#### Exercises:
1 - Answer these questions about the passage on science fiction and Artificial Intelligence:
(a) Which two titles came up for the writer as sober reflections?
(b) What does the writer name as their own science?
(c) What line does the passage quote from HAL?
2 - Copy out every line of the saved rows, requests included, but add 41 to each coordinate in the answer outlines. Leave the pictures out.

··· Document text

Heh, yup. Both 2001 and 2010 came up for me as sober reflections on how far out popular scientific imagination is from actual scientific reality. Not just the utter, utter failure of the space race to have enabled casual space flights to the moon, let alone a manned flight to Jupiter, but also the totally false expectations placed on my own science - Artificial Intelligence. It always makes me crack up that people have their expectations and imaginations of this kind of science set up by such creations as HAL, who say things like "No HAL 9000 has ever made a mistake", and here I am writing software in which the number of mistakes it makes in identifying penis-enlargement spam is simply an adjustable constant, depending on how much you care. I can't think of a software system ever delivered that wasn't chock full of bugs, let alone stuff that deals with complex problems that suggest an Artificial Intelligence solution.

······
··· Data excerpts

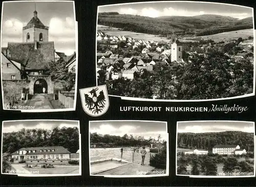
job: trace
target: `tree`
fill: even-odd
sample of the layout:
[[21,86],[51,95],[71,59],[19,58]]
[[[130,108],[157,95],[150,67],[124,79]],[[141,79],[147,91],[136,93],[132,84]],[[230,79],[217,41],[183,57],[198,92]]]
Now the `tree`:
[[98,76],[98,84],[99,85],[105,84],[106,81],[106,71],[101,69],[98,71],[99,74]]
[[238,165],[238,160],[234,157],[228,157],[224,162],[222,170],[224,172],[233,172]]
[[192,161],[192,170],[191,174],[193,175],[199,175],[200,174],[200,162],[197,160]]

······

#### The solutions:
1 -
(a) 2001 and 2010
(b) Artificial Intelligence
(c) "No HAL 9000 has ever made a mistake"

2 -
job: trace
target: `tree`
fill: even-odd
sample of the layout:
[[21,86],[51,95],[71,59],[19,58]]
[[[130,108],[157,95],[150,67],[124,79]],[[141,79],[147,91],[136,93],[132,84]],[[230,79],[217,41],[183,57],[198,92]]]
Now the `tree`:
[[139,117],[139,125],[140,126],[146,125],[147,122],[147,112],[142,110],[139,112],[140,115]]
[[279,206],[279,201],[275,198],[269,198],[265,203],[263,211],[265,213],[274,213]]
[[233,202],[233,211],[232,215],[234,216],[240,216],[241,215],[241,203],[238,201]]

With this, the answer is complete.